**Your objective:**
Copy out all the records, word for word.

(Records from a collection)
# # # #
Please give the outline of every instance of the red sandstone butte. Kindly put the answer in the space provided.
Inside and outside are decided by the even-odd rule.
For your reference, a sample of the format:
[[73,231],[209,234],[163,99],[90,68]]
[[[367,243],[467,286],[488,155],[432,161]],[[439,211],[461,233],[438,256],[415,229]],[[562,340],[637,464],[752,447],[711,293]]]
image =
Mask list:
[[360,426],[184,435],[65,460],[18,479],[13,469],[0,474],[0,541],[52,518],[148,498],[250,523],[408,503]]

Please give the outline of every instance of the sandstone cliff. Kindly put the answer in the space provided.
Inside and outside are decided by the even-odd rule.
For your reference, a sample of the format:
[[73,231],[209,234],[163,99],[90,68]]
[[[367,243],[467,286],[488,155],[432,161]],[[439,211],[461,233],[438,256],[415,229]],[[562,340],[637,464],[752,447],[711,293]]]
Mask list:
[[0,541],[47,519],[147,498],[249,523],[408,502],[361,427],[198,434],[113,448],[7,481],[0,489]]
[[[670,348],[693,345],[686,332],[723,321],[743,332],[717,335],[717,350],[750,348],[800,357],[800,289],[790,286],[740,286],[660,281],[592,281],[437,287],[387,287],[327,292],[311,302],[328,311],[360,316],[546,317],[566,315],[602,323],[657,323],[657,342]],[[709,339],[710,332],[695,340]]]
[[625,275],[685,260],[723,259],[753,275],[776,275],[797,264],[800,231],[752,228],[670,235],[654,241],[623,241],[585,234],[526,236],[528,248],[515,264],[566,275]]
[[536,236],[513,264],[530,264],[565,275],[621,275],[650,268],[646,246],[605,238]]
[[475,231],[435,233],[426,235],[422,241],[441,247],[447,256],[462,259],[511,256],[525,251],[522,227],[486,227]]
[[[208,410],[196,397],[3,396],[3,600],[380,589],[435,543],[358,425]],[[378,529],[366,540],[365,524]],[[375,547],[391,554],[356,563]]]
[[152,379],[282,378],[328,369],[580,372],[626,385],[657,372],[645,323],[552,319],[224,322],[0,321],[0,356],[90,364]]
# # # #
**Written solution:**
Please give the outline of every instance of the red sandstone butte. Kindly put the answer in the space provided.
Inside and outside are decided by the even-odd rule.
For your reference, a sample of the format:
[[73,231],[209,234],[163,99],[90,68]]
[[[367,243],[467,286],[488,155],[432,161]],[[439,211],[461,233],[438,256],[415,229]],[[562,340],[637,464],[752,447],[711,293]]]
image =
Mask list:
[[360,426],[184,435],[65,460],[18,479],[13,469],[0,474],[0,541],[52,518],[148,498],[250,523],[408,503]]

Please give the outline of every instance of the sandstone cliff. Kindly put the answer in the space provided.
Inside and outside are decided by the even-odd rule.
For your reference, a sample of the format:
[[73,231],[209,234],[163,99],[90,68]]
[[[367,243],[467,286],[488,155],[432,161]],[[439,211],[461,233],[438,256],[415,229]],[[562,340],[637,464],[752,447],[711,293]]]
Mask list:
[[0,541],[47,519],[147,498],[249,523],[408,502],[361,427],[198,434],[113,448],[7,481],[0,489]]
[[[670,348],[693,345],[686,332],[723,321],[743,332],[717,335],[717,350],[750,348],[800,357],[800,289],[790,286],[740,286],[660,281],[592,281],[437,287],[387,287],[327,292],[311,302],[328,311],[360,316],[546,317],[566,315],[602,323],[657,323],[657,342]],[[709,339],[710,332],[695,340]]]
[[625,275],[685,260],[723,259],[753,275],[776,275],[797,264],[800,231],[752,228],[670,235],[654,241],[623,241],[585,234],[526,236],[528,248],[515,264],[566,275]]
[[536,236],[513,264],[530,264],[565,275],[621,275],[650,268],[646,246],[605,238]]
[[475,231],[435,233],[426,235],[422,241],[441,247],[447,256],[462,259],[511,256],[525,251],[522,227],[486,227]]
[[[208,410],[196,397],[3,396],[3,600],[380,589],[435,543],[358,425]],[[378,529],[366,540],[365,524]],[[375,547],[391,554],[356,563]]]
[[152,379],[282,378],[328,369],[580,372],[626,385],[657,372],[645,323],[552,319],[224,322],[0,321],[0,356],[90,364]]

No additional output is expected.